--- Task item ---
Every record that follows must be given again exactly.

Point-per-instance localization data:

- - - - - - -

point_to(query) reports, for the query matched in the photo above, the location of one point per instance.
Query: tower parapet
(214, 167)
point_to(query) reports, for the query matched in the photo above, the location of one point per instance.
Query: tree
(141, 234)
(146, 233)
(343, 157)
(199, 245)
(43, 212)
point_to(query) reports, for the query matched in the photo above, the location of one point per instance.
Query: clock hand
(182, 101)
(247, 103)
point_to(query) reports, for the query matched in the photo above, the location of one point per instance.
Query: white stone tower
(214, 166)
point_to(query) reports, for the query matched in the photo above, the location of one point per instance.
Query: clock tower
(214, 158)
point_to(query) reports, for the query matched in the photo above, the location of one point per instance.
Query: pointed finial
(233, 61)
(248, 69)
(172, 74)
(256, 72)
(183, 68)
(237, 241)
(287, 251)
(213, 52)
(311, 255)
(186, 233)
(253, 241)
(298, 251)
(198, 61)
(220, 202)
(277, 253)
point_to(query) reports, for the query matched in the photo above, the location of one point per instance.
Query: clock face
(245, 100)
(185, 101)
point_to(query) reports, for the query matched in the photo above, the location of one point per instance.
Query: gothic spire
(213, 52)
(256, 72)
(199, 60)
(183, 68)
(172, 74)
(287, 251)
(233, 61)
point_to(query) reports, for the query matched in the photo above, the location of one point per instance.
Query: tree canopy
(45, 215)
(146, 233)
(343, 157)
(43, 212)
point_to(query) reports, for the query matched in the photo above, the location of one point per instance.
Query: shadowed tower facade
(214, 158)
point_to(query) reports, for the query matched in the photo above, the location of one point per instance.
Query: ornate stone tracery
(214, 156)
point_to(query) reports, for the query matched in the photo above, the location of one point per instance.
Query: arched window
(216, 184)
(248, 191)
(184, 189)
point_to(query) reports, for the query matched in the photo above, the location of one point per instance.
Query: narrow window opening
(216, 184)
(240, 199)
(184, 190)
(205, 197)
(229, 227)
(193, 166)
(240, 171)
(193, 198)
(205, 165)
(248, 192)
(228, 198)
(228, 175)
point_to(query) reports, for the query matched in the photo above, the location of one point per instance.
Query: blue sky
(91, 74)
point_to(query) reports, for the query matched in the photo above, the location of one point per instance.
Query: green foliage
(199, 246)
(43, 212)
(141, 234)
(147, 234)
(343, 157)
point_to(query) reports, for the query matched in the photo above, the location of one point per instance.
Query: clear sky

- - - - - - -

--- The answer ---
point_to(query) reports, for the query matched in the photo above, the location of one point per instance.
Query: tower parapet
(214, 167)
point_to(query) reports, for the query matched in the photo above, the location of one point per instance.
Query: tree
(141, 234)
(146, 233)
(343, 157)
(199, 245)
(43, 212)
point_to(query) reports, for the query matched in the photo above, the location of one point per instance.
Query: clock hand
(182, 101)
(247, 103)
point_to(query) reports, for the query matched in the photo above, the location of one point per instance.
Query: white stone tower
(214, 166)
point_to(query) reports, for the query matched in the photo above, the location of one point per instance.
Query: clock tower
(214, 158)
point_to(query) reports, for the query matched in the photo above, the location of one point per instance.
Query: pointed finial
(233, 61)
(248, 69)
(172, 74)
(256, 72)
(183, 68)
(237, 241)
(287, 251)
(213, 52)
(311, 255)
(186, 233)
(253, 241)
(298, 251)
(198, 61)
(220, 202)
(277, 253)
point_to(query) reports, for the query matched in the photo above, the location of one point per instance.
Query: clock face
(245, 100)
(185, 101)
point_to(query) reports, for the query matched in the photo above, the location of one point per instance.
Query: gothic spire
(213, 52)
(256, 72)
(199, 60)
(183, 68)
(172, 74)
(287, 251)
(233, 61)
point_to(query) reports, for the query matched in the photo above, the location of one point per instance.
Query: tree canopy
(45, 215)
(146, 233)
(343, 157)
(43, 212)
point_to(query) reports, for the query matched in the photo above, the location of one point per instance.
Query: shadowed tower facade
(214, 158)
point_to(query) reports, for the query matched in the photo above, the location of one point per instance.
Query: ornate stone tracery
(214, 156)
point_to(query) reports, for the query matched in the photo above, the location of one point per instance.
Query: arched window
(216, 184)
(248, 191)
(184, 189)
point_to(query) reports, for the query matched in the photo above, the location of one point per instance.
Query: narrow window opening
(216, 184)
(240, 199)
(184, 190)
(205, 197)
(229, 227)
(193, 166)
(240, 171)
(193, 198)
(205, 165)
(248, 192)
(228, 198)
(228, 175)
point_to(query) reports, for the query matched in the photo above, the location of one point per instance.
Query: blue sky
(91, 74)
point_to(query) reports, for the query matched in the photo above, the location of one point per instance.
Query: green foliage
(199, 246)
(43, 212)
(141, 234)
(147, 234)
(343, 157)
point_to(query) reports, for the query matched in the photo above, the location of one point per instance.
Query: clear sky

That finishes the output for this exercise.